• **Exercise**:
Update the listing starting at the line that contains "query (the noun phrase to segment): red" and ending at its final line, and give back only those lines. Replace "red wattle" with "crimson wattle" and leave everything else as it is.

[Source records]
#####
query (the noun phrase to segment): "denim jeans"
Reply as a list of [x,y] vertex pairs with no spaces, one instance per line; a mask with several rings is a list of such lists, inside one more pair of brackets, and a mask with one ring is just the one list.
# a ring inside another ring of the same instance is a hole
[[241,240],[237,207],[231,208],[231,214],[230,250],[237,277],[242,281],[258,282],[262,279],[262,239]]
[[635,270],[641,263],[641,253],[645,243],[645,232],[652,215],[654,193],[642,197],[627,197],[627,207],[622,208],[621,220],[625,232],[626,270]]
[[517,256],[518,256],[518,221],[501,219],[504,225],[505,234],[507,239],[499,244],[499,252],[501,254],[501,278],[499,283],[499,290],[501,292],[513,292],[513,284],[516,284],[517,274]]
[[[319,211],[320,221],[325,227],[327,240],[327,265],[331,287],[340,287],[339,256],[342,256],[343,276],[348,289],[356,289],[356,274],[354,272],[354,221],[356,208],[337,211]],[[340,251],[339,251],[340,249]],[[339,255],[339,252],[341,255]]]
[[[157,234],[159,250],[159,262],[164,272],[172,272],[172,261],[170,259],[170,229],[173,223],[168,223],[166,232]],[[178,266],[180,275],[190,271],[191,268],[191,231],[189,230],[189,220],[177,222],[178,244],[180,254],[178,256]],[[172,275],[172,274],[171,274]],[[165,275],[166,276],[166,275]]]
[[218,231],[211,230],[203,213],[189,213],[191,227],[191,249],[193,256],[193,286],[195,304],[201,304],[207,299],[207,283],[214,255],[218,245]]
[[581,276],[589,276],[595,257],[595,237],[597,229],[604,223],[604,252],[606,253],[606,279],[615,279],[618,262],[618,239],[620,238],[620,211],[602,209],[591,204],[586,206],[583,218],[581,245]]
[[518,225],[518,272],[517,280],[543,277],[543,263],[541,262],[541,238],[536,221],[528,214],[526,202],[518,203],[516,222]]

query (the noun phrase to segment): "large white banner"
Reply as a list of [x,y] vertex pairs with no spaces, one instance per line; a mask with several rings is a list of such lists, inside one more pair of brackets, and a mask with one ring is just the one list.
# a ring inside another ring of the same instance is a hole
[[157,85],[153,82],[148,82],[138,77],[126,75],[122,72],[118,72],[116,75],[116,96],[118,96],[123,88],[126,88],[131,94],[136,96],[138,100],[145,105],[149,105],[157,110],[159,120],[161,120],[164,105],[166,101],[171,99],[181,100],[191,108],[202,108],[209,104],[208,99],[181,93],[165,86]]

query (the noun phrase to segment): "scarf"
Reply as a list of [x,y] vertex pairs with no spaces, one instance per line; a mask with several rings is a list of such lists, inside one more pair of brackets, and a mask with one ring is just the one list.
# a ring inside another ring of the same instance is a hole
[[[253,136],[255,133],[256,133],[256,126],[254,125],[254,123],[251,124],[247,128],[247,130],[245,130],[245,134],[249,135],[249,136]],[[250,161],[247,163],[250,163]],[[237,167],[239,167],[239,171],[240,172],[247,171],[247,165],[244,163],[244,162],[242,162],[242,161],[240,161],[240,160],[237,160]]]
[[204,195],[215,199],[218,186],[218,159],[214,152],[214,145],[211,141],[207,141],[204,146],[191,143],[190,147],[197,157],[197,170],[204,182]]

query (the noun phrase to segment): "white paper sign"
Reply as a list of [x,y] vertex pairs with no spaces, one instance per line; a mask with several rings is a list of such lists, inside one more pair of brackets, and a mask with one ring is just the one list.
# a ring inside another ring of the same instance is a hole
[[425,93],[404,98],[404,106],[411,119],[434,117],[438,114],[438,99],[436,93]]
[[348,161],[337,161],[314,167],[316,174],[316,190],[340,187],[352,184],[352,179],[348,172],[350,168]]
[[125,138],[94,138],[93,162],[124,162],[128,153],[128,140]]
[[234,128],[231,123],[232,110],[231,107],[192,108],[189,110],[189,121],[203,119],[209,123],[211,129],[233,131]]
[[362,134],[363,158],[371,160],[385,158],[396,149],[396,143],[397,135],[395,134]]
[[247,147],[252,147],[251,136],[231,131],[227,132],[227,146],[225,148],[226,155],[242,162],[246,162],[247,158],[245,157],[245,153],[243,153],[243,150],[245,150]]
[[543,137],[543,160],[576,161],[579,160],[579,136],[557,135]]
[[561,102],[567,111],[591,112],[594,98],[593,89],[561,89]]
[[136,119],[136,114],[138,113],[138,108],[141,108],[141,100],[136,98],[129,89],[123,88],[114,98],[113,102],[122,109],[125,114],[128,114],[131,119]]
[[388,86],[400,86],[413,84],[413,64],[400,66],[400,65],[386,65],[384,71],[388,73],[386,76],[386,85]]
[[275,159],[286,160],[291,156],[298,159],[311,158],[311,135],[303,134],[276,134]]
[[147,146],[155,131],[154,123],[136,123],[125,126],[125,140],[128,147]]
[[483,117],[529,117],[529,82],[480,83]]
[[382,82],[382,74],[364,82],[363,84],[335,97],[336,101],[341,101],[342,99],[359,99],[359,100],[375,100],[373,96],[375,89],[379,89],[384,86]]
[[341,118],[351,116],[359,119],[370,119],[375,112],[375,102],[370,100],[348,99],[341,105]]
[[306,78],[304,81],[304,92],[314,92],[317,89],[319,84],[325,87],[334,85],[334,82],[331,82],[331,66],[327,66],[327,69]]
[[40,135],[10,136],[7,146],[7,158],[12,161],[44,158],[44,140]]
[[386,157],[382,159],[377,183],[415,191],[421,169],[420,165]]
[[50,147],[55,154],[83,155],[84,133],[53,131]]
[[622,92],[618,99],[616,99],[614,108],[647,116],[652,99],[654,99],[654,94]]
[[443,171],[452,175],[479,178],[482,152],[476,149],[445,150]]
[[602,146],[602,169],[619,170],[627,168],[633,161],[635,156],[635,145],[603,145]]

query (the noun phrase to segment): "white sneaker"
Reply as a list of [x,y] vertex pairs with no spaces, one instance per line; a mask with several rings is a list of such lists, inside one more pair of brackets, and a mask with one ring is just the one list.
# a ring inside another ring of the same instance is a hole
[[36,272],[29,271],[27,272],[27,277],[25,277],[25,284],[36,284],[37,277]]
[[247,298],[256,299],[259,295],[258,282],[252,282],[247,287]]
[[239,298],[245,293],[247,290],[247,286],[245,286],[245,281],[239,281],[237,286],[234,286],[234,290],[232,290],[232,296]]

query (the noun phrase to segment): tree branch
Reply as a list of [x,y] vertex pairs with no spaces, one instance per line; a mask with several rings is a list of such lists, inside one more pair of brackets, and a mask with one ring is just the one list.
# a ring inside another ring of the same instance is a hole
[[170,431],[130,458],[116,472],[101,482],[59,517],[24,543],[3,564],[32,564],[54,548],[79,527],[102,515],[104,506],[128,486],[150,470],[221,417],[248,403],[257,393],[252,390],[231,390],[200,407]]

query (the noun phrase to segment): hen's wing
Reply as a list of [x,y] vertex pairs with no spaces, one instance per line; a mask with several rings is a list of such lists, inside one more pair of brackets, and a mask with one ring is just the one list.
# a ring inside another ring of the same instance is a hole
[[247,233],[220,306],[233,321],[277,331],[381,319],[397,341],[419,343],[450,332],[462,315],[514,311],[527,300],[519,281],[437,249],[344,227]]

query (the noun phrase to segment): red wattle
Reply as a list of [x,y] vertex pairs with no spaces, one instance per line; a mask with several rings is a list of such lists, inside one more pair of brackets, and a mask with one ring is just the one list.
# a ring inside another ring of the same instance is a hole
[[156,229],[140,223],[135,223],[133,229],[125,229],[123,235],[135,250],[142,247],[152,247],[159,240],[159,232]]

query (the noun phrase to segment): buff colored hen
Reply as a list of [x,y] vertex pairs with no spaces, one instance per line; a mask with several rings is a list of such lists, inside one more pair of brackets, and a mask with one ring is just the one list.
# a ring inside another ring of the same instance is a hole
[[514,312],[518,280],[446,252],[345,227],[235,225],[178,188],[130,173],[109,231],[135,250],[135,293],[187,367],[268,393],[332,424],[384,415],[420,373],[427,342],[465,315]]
#####
• **Output for this task**:
query (the noun phrase to segment): crimson wattle
Reply as a list of [x,y] vertex pairs with no spaces, one instance per line; a mask with several rings is a list of such lists, inside one more pair of brackets, and a mask with one ring is just the one list.
# a ring inside another ring of the same instance is a hole
[[156,229],[140,223],[135,223],[133,229],[125,229],[123,235],[135,250],[142,247],[152,247],[159,240],[159,232]]

query (the noun phrase to segment): buff colored hen
Reply as a list of [x,y] vertex pairs with no spaces, one instance per line; a mask with several rings is a list of such lists, inside one more pair of brackets, and a mask with one ring is just the one list.
# a ring inside another ring of the same instance is a hole
[[514,312],[518,280],[446,252],[345,227],[235,225],[178,188],[130,173],[109,231],[135,250],[135,293],[187,367],[268,393],[332,424],[384,415],[420,373],[427,342],[465,315]]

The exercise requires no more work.